* Start Available records *

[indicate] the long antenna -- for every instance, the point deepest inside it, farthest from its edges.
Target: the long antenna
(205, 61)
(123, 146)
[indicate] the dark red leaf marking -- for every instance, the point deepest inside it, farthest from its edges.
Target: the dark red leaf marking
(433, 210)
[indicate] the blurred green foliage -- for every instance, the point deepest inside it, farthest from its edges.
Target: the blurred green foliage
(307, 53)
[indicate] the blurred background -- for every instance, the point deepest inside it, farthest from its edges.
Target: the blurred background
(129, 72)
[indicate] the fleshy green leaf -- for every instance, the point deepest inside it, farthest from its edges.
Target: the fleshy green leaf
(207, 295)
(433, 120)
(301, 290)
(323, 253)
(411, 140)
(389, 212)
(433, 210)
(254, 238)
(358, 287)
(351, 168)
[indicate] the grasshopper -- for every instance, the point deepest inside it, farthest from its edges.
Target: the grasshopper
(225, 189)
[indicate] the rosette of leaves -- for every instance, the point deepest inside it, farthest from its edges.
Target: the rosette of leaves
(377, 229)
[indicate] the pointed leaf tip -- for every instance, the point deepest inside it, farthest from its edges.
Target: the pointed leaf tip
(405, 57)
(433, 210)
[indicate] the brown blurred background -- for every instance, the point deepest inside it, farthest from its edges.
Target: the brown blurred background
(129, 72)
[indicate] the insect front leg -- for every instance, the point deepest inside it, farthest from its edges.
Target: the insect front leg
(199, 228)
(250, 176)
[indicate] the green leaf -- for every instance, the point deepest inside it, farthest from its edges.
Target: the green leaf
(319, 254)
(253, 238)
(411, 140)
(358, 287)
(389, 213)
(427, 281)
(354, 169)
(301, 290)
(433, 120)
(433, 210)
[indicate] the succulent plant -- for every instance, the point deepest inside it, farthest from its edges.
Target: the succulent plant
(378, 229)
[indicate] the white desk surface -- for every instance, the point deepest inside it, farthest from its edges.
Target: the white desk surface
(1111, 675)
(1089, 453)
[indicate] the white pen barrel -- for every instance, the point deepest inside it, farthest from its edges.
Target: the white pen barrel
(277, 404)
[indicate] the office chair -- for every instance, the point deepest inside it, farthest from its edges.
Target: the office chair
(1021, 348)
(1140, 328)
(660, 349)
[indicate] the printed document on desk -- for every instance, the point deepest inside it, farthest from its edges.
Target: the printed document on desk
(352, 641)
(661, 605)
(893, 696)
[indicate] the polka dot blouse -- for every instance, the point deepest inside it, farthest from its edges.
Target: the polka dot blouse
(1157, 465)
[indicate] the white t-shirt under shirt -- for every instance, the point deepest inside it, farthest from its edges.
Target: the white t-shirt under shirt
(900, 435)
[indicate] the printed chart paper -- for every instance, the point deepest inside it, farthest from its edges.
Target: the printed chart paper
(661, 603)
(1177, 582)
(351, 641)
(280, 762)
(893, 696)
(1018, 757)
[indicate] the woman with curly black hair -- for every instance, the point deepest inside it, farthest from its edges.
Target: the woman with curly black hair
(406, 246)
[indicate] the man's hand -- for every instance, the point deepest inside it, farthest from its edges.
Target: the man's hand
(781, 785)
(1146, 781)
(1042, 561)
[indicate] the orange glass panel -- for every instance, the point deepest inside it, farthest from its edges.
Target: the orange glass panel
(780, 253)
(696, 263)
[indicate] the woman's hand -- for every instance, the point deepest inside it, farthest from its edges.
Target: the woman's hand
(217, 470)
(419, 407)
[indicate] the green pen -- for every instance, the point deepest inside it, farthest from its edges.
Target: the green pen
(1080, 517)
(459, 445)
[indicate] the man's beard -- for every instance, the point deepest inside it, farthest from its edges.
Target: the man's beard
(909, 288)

* End Available records *

-- Goal of the exercise --
Reproduce only the lines between the line containing "[indicate] the white t-shirt" and the last line of the records, those two lines included, exactly.

-- Exercise response --
[indicate] the white t-shirt under shirt -- for every instance, the point deepest inside it, farthest from its edges.
Target: the white t-shirt under shirt
(900, 435)
[indicate] the printed chart paper -- for every instance, the point deepest inside it, farthest from its edges.
Target: the printed chart paper
(661, 603)
(1177, 582)
(351, 641)
(280, 762)
(893, 696)
(1018, 757)
[indicate] the woman with curly black hair -- for every instance, the point deepest inside it, farthest from its edges.
Target: the woman with curly black hair
(406, 246)
[indicate] the man's hand -- for every instance, the point deepest inside it, farthest from its edges.
Target: the man's hand
(781, 785)
(1146, 781)
(1042, 561)
[indicate] the orange glass panel -- for every instance, the point deepest inside it, farthest from its edges.
Target: the orange glass panel
(780, 253)
(696, 263)
[indicate] the woman's hand -- for every instance, the point deepest inside it, farthest from its edges.
Target: the woman's hand
(217, 470)
(419, 407)
[indicate] the green pen -- for every instance, the point deepest inside it, farthest from its edges.
Target: the green pen
(1080, 517)
(459, 445)
[indicate] the man's beard -- for every instance, the point deepest inside it, farthest from its edges.
Target: the man's beard
(909, 288)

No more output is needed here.